**TRECHO CITADO**
•••••
Os juros sobem ao mesmo tempo que o paradigma de tecnologia muda de software para dados. É a colisão de Big tech e Big finance impactando o coração da cultura do vale. O Vale nunca viveu esse conjunto de variáveis simultaneamente, este lugar é um laboratório, é feito para errar, para se testar modelos, mas pela primeira vez erra em praça pública, num mundo de juros altos. O caso da FTX, por exemplo, foi global, afetando a vida financeira de muita gente. E há outros casos recentes, de apostas gigantescas que não deram retorno. Em Maio passado um grande fundo do vale alertou o mercado sobre o impacto da subida dos juros, apontou para os empreendedores, que estariam viciados em dinheiro, que precisam encontrar uma nova forma de atuar. Do SoftBank ao SVB, a cultura do Vale foi espalhada pelo mundo, mas não foram criadas empresas incríveis mundo afora.
Quando esses excessos começaram, na sua visão? O SVB, criado em 1982, é ator importante desta construção do Vale, não?
Entre os anos 60 e 80, foram companhias fantásticas que deram origem ao venture capital. O IPO da Apple é o maior exemplo desse momento. Havia, na época, meia dúzia de fundos de venture capital. Mas o número subiu 50 vezes nos anos 80, justamente na época da criação do SVB. Foi quando começou a se instalar uma distorção notável. Empresas fantásticas são montadas a partir de ideias, depois por pessoas, que são empreendedores obcecados e engenheiros e designers geniais. Só depois vinha o capital. Mas depois a coisa se inverteu, e primeiro você tem o capital, depois cria uma companhia e aí encontra as pessoas. É o framework da descentralização, que foi aplicado no mundo inteiro pelos fundos. As empresas de sucesso, os unicórnios, passaram a ser aquelas com capacidade de levantar a próxima rodada de investimentos. O propósito passou a ser esse. Desconectou-se o propósito do P&L.
Estamos diante do fim deste ciclo?
•••••
**DADOS PARA ANÁLISE**

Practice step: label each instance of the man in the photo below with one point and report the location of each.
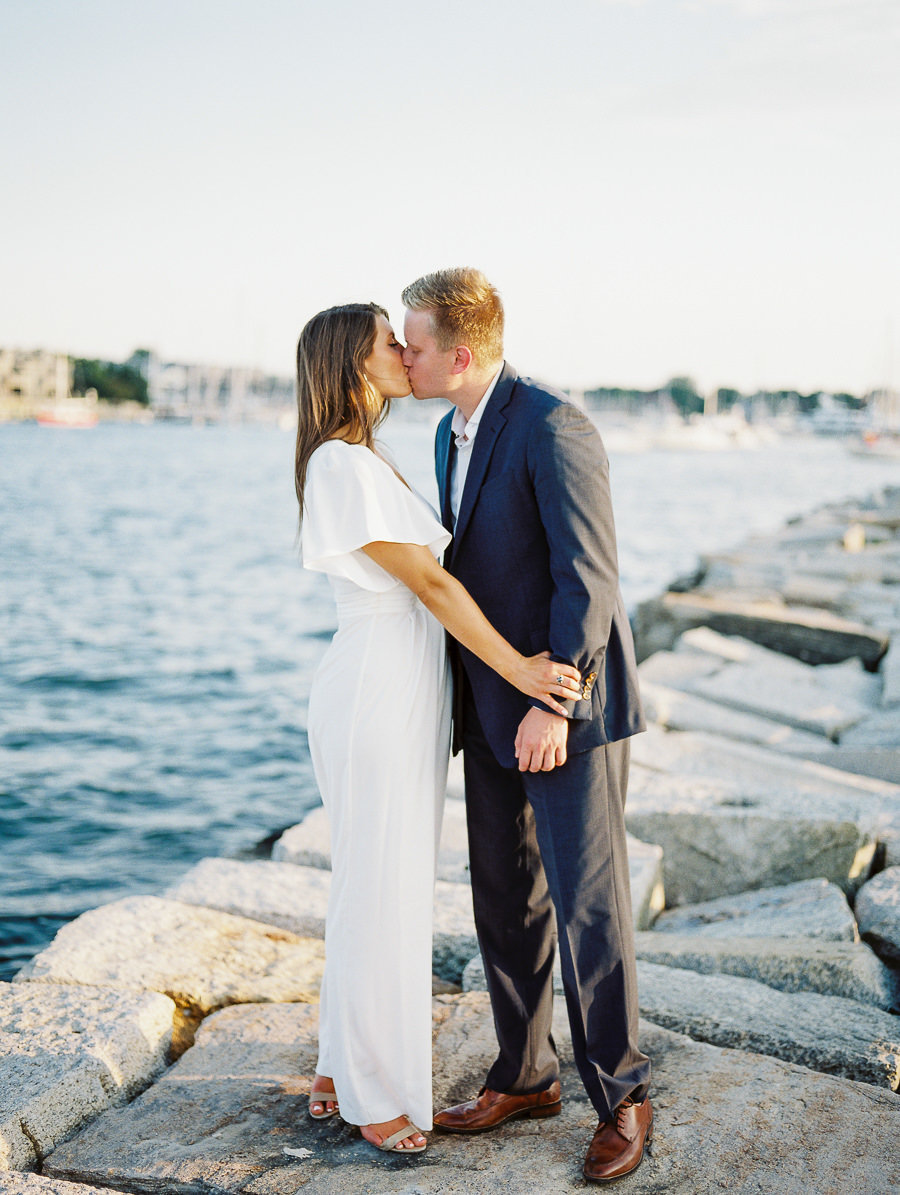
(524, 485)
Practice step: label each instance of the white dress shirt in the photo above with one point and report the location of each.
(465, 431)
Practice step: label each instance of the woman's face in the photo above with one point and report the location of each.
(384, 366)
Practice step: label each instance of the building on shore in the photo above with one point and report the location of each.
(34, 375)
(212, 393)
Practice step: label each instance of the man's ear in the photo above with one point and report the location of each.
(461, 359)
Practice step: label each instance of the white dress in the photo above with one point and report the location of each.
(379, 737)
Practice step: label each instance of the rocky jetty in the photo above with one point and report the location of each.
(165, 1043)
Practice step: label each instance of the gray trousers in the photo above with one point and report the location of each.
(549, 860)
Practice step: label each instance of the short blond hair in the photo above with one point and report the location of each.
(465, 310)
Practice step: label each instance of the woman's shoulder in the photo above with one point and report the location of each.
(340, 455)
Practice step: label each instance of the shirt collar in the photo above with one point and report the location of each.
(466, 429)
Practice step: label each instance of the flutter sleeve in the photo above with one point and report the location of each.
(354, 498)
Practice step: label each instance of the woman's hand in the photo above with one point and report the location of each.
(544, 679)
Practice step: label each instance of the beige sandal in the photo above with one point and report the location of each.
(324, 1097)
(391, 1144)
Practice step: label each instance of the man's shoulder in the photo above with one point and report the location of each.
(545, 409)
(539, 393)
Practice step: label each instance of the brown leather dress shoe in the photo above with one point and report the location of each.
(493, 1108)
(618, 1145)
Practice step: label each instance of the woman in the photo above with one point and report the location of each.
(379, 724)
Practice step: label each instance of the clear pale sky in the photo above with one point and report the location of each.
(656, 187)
•••••
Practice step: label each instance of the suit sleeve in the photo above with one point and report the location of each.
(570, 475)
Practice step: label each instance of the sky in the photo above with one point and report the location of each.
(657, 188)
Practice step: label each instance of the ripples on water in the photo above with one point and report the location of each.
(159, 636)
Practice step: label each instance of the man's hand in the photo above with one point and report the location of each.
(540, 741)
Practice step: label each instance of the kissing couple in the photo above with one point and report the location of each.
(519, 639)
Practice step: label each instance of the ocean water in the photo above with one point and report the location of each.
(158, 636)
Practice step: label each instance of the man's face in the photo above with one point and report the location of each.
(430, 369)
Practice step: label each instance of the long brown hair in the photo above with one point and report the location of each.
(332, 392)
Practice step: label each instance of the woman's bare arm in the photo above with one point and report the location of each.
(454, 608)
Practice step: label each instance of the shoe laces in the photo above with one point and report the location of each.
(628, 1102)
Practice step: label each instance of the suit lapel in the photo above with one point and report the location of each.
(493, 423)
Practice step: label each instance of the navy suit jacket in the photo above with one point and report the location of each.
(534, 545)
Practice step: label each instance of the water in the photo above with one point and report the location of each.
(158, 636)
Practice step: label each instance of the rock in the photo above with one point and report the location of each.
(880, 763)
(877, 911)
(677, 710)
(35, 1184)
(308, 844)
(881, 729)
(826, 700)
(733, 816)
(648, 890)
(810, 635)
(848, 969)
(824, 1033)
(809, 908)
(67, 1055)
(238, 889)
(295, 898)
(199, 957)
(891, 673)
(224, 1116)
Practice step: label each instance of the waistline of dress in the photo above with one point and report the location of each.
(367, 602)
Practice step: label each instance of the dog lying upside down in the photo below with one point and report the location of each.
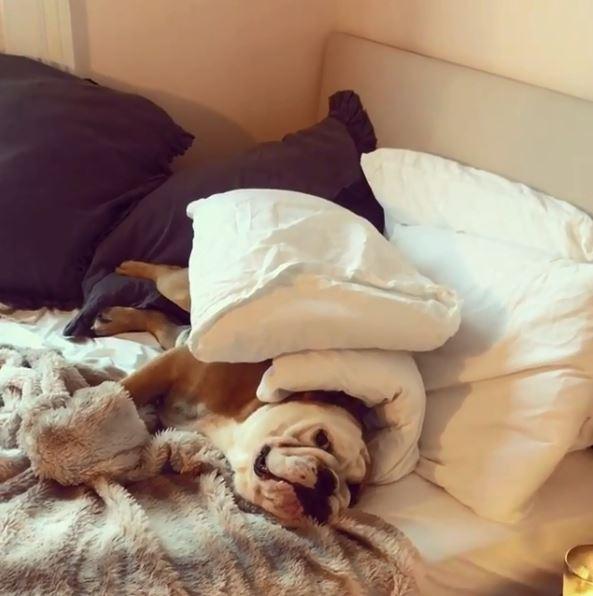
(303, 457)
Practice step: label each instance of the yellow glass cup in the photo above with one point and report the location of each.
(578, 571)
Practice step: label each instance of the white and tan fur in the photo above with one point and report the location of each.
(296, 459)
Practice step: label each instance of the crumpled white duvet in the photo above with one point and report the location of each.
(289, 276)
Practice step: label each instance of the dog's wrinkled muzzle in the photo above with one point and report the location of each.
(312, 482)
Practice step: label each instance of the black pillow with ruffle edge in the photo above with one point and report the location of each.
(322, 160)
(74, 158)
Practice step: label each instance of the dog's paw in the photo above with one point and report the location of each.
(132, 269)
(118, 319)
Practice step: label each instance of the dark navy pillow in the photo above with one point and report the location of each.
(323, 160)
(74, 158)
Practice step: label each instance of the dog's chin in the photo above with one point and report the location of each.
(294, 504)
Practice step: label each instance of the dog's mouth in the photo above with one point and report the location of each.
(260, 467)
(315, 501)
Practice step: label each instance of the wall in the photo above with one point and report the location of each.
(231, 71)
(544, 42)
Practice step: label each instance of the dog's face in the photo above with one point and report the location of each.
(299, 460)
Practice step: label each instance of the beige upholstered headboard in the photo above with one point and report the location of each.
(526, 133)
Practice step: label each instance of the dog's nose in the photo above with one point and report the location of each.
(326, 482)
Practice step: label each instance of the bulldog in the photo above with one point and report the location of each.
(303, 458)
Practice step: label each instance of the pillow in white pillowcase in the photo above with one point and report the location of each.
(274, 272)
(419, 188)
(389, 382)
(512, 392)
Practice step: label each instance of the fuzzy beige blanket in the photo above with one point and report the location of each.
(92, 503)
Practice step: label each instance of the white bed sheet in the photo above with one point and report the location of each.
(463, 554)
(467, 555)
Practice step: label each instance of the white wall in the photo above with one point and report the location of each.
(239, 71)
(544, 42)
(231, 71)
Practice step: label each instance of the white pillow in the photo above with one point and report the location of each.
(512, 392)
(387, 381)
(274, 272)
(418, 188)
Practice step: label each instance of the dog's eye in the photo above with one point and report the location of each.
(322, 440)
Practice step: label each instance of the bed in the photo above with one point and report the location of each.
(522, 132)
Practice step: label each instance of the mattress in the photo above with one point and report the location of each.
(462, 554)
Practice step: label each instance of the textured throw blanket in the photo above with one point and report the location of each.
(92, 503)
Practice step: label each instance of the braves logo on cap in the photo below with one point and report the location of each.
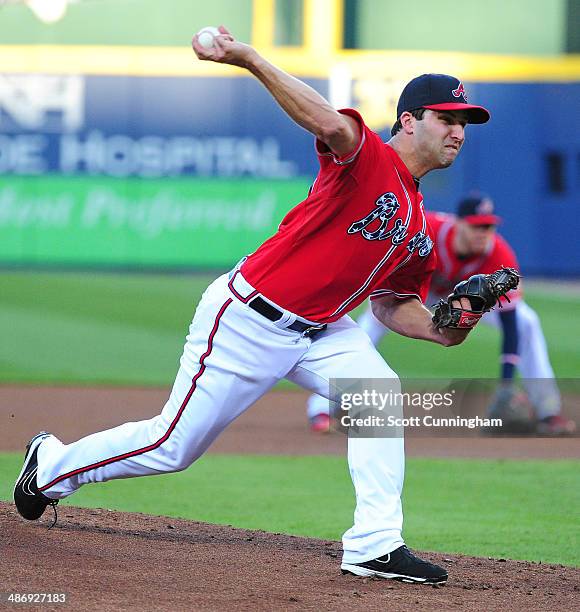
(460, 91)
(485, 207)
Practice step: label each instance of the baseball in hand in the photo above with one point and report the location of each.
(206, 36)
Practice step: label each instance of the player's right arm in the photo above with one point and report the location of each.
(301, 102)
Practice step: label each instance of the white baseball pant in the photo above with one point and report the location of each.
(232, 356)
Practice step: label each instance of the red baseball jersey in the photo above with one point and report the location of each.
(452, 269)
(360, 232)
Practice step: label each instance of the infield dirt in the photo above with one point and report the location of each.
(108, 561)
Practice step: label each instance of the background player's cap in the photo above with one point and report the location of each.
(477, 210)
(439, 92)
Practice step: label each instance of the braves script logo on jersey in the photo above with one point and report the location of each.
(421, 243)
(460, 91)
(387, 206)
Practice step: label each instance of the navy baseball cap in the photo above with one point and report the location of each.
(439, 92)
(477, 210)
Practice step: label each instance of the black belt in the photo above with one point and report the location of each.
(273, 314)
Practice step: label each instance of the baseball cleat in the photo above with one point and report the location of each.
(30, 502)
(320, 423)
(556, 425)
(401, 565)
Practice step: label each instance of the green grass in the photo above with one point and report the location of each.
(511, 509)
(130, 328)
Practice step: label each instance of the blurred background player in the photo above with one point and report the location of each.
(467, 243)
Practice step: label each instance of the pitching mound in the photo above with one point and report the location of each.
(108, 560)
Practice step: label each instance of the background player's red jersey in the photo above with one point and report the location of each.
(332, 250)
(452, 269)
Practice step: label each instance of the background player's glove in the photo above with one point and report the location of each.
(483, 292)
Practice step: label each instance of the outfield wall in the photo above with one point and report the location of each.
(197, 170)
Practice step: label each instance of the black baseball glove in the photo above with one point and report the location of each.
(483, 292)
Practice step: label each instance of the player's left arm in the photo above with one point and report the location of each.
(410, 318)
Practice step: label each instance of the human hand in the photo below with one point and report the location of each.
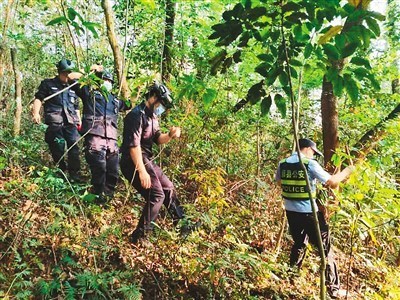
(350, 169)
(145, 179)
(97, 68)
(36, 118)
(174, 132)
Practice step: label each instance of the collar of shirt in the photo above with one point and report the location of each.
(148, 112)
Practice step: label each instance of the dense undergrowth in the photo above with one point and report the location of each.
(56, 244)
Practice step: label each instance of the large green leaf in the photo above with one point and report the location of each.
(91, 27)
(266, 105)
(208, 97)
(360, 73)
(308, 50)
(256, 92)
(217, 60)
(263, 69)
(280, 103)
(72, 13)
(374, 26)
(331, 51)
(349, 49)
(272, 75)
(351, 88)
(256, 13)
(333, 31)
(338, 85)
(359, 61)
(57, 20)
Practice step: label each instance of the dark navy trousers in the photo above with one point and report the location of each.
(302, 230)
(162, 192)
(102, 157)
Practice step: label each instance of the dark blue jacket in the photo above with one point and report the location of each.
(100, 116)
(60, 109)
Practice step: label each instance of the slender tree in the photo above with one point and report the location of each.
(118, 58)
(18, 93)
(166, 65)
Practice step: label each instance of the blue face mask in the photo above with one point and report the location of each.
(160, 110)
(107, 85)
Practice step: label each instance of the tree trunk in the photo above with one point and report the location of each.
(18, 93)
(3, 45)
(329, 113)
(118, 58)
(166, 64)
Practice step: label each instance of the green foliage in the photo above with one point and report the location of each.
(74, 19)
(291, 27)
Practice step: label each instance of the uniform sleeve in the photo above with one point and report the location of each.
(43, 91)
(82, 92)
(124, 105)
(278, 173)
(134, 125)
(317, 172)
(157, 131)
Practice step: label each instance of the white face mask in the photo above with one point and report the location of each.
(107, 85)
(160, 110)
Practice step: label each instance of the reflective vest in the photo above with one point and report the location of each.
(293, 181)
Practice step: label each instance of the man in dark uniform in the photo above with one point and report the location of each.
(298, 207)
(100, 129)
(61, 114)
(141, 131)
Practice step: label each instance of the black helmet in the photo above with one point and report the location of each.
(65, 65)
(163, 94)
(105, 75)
•••••
Transcreva sem alterações, do trecho citado, a parte que se inicia com as palavras que contêm "Entre os anos" e se encerra em "propósito do P&L.".

**CAMPO DE RESPOSTA**
Entre os anos 60 e 80, foram companhias fantásticas que deram origem ao venture capital. O IPO da Apple é o maior exemplo desse momento. Havia, na época, meia dúzia de fundos de venture capital. Mas o número subiu 50 vezes nos anos 80, justamente na época da criação do SVB. Foi quando começou a se instalar uma distorção notável. Empresas fantásticas são montadas a partir de ideias, depois por pessoas, que são empreendedores obcecados e engenheiros e designers geniais. Só depois vinha o capital. Mas depois a coisa se inverteu, e primeiro você tem o capital, depois cria uma companhia e aí encontra as pessoas. É o framework da descentralização, que foi aplicado no mundo inteiro pelos fundos. As empresas de sucesso, os unicórnios, passaram a ser aquelas com capacidade de levantar a próxima rodada de investimentos. O propósito passou a ser esse. Desconectou-se o propósito do P&L.